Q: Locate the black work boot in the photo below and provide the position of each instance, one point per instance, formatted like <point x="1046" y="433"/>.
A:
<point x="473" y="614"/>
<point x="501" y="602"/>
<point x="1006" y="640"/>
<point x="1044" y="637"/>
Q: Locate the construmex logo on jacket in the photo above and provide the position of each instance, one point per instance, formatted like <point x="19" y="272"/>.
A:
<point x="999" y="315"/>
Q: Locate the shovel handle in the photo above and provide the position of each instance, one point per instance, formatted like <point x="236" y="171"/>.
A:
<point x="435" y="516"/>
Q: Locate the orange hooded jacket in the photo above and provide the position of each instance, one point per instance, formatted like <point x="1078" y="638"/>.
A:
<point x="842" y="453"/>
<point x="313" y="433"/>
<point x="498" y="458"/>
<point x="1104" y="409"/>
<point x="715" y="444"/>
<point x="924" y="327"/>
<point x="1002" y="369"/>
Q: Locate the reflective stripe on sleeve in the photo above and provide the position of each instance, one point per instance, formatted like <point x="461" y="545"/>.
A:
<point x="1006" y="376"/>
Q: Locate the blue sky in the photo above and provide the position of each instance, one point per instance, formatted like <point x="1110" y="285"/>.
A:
...
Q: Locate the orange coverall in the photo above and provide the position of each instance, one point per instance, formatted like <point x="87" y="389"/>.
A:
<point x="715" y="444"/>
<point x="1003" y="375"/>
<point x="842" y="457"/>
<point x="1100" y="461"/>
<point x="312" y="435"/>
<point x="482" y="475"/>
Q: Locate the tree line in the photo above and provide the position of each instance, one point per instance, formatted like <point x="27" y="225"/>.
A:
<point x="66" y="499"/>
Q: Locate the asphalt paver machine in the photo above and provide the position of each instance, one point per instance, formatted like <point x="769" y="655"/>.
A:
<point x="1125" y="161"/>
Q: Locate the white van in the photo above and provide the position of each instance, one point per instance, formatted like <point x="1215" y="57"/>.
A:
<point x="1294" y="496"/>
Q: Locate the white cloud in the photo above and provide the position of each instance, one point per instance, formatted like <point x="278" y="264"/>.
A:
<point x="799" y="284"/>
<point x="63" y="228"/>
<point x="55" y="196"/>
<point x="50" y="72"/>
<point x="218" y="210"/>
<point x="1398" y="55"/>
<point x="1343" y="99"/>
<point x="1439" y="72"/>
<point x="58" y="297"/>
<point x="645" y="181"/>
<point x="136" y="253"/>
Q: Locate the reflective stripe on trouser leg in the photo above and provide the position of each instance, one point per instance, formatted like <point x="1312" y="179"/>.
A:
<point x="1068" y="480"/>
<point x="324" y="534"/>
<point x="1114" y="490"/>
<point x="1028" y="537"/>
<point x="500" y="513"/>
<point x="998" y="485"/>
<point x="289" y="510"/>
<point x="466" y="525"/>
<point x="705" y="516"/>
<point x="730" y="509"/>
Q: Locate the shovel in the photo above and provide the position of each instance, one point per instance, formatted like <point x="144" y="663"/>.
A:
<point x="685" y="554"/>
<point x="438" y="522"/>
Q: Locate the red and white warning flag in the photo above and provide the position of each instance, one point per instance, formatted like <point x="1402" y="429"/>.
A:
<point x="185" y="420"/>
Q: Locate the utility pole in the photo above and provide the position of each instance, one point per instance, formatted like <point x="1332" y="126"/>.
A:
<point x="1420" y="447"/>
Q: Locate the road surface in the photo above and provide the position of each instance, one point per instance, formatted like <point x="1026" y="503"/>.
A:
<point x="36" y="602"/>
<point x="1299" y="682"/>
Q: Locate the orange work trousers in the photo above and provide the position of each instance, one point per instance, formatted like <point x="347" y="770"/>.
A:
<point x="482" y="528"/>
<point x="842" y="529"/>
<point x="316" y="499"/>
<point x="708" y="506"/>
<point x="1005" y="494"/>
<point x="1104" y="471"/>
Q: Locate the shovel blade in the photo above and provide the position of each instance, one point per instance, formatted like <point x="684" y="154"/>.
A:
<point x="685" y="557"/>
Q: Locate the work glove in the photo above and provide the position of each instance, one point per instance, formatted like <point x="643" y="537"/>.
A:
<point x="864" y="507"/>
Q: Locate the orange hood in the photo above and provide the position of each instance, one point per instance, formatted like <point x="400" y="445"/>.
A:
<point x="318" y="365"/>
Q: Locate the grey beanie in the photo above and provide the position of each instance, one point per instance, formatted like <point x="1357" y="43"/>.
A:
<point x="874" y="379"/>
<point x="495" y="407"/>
...
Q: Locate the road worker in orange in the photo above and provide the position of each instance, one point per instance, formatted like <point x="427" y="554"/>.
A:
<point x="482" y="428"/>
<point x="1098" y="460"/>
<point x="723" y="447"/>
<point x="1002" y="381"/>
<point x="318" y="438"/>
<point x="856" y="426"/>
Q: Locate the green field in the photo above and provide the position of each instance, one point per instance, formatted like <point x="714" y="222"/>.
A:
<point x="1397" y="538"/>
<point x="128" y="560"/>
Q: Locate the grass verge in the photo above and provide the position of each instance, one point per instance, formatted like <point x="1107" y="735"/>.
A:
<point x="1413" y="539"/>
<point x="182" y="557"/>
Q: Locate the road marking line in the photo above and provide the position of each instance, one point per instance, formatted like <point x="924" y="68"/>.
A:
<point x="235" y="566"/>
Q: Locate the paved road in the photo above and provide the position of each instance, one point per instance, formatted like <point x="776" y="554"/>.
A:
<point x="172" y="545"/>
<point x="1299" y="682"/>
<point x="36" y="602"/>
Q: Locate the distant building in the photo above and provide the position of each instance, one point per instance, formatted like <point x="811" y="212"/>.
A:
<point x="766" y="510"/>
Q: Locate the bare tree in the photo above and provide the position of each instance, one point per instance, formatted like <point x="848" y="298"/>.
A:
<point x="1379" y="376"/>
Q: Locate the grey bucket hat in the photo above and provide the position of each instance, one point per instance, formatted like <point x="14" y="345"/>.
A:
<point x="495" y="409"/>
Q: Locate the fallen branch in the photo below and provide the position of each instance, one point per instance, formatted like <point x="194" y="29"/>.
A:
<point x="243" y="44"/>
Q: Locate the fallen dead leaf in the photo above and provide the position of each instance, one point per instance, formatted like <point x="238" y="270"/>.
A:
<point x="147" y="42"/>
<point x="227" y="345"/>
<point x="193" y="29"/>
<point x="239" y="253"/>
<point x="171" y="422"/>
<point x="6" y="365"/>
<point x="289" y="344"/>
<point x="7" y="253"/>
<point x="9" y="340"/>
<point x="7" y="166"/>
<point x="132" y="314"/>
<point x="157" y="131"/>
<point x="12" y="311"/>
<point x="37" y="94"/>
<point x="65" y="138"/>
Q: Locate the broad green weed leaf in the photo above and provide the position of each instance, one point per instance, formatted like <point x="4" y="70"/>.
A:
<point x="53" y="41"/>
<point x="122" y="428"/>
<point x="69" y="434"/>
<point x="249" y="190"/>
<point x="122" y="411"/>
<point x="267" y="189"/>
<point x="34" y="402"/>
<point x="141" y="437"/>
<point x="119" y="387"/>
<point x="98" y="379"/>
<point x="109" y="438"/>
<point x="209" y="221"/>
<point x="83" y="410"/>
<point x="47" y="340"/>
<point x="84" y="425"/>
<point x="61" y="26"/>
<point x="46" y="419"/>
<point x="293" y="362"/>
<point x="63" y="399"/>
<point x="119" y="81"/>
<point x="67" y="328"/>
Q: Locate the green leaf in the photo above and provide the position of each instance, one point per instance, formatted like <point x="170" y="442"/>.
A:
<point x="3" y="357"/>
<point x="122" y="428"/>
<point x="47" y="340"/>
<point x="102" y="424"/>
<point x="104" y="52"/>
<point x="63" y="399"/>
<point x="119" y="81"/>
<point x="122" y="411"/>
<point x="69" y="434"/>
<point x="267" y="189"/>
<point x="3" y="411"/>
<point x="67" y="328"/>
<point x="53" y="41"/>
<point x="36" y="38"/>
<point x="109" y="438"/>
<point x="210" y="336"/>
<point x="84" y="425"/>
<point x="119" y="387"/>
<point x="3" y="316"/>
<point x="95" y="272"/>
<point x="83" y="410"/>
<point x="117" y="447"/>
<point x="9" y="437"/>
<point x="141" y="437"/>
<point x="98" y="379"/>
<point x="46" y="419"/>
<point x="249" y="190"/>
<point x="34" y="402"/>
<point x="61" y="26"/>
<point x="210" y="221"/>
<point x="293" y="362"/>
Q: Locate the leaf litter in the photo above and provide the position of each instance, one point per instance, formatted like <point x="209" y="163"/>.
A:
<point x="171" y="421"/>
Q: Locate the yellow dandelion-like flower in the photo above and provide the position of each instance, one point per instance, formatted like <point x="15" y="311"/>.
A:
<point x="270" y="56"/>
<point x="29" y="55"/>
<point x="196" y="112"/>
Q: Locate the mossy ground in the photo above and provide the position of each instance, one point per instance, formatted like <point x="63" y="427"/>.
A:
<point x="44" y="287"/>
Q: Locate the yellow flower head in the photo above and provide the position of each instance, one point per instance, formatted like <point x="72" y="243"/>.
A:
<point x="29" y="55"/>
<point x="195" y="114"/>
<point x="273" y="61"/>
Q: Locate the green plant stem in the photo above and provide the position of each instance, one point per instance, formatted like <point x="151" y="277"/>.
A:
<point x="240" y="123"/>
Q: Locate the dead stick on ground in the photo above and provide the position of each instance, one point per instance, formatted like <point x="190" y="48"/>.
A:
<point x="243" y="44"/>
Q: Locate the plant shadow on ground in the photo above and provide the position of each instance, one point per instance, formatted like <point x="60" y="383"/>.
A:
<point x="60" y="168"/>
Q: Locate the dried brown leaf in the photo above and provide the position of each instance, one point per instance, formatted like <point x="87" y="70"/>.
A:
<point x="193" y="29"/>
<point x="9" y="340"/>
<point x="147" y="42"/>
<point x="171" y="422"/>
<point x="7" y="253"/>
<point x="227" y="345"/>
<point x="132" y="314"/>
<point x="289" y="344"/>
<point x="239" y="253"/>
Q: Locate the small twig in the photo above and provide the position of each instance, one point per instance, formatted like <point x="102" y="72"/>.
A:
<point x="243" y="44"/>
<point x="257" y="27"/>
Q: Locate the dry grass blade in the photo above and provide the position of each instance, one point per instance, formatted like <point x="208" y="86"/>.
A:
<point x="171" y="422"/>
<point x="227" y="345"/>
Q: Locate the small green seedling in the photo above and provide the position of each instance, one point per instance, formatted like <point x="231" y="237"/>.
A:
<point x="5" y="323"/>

» Exercice
Quelles lignes de la liste ci-dessus contiennent la chaîne « yellow », en tenant compte de la casse ? Extrayez-les intégralement, sans rien modifier.

» Réponse
Q: Locate the yellow dandelion-like flower in the photo above and provide the position of each instance, one point per instance, formatted like <point x="15" y="311"/>.
Q: Locate the yellow flower head in the photo above and provide the position of each instance, one point per instance, formatted like <point x="72" y="243"/>.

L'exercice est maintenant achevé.